─── Records for this task ───

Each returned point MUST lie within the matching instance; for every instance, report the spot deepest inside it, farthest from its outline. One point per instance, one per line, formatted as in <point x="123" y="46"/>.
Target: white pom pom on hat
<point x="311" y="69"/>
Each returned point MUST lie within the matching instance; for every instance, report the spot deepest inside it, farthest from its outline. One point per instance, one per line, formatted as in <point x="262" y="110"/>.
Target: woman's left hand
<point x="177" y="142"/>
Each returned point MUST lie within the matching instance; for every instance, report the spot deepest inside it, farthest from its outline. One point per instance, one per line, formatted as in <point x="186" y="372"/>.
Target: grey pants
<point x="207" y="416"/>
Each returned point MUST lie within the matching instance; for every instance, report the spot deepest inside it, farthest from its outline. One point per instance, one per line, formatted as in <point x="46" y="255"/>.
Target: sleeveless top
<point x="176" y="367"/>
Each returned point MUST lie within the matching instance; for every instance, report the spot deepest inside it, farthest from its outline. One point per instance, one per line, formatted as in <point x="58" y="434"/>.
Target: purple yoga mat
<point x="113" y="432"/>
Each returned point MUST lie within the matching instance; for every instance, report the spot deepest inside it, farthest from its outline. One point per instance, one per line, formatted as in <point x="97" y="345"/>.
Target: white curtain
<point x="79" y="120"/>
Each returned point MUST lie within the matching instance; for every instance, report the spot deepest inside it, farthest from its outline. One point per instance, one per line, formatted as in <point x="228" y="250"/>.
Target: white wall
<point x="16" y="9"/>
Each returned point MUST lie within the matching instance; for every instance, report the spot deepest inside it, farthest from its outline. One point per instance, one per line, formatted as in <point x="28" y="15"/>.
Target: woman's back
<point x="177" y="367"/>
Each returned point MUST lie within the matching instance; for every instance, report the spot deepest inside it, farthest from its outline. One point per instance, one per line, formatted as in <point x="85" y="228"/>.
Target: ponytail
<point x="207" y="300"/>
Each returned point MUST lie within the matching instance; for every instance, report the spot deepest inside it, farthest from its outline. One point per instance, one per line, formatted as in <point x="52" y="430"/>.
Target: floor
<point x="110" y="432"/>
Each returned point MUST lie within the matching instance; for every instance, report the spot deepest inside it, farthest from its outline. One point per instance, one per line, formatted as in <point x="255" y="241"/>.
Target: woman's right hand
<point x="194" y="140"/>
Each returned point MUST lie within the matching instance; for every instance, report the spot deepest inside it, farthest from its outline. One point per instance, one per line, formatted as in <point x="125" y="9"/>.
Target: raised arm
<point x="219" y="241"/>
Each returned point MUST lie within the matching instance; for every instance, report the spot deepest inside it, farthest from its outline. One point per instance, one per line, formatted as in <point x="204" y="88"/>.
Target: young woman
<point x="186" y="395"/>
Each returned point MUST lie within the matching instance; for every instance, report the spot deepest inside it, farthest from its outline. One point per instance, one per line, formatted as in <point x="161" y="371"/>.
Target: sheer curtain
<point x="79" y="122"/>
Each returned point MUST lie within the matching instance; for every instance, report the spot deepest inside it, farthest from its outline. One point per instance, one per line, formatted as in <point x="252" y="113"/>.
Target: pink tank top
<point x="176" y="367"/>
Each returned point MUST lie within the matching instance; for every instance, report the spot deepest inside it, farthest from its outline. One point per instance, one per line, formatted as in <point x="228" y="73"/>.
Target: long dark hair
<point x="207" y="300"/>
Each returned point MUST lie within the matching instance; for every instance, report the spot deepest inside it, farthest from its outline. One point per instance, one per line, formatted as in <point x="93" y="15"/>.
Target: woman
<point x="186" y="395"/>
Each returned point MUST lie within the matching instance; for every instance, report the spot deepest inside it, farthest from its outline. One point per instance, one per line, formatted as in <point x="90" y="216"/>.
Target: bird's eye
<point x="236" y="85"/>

───

(Exercise requirements) Tally the lines of the records above that contain the string "woman". Reply with the number alone.

(Expected answer) 5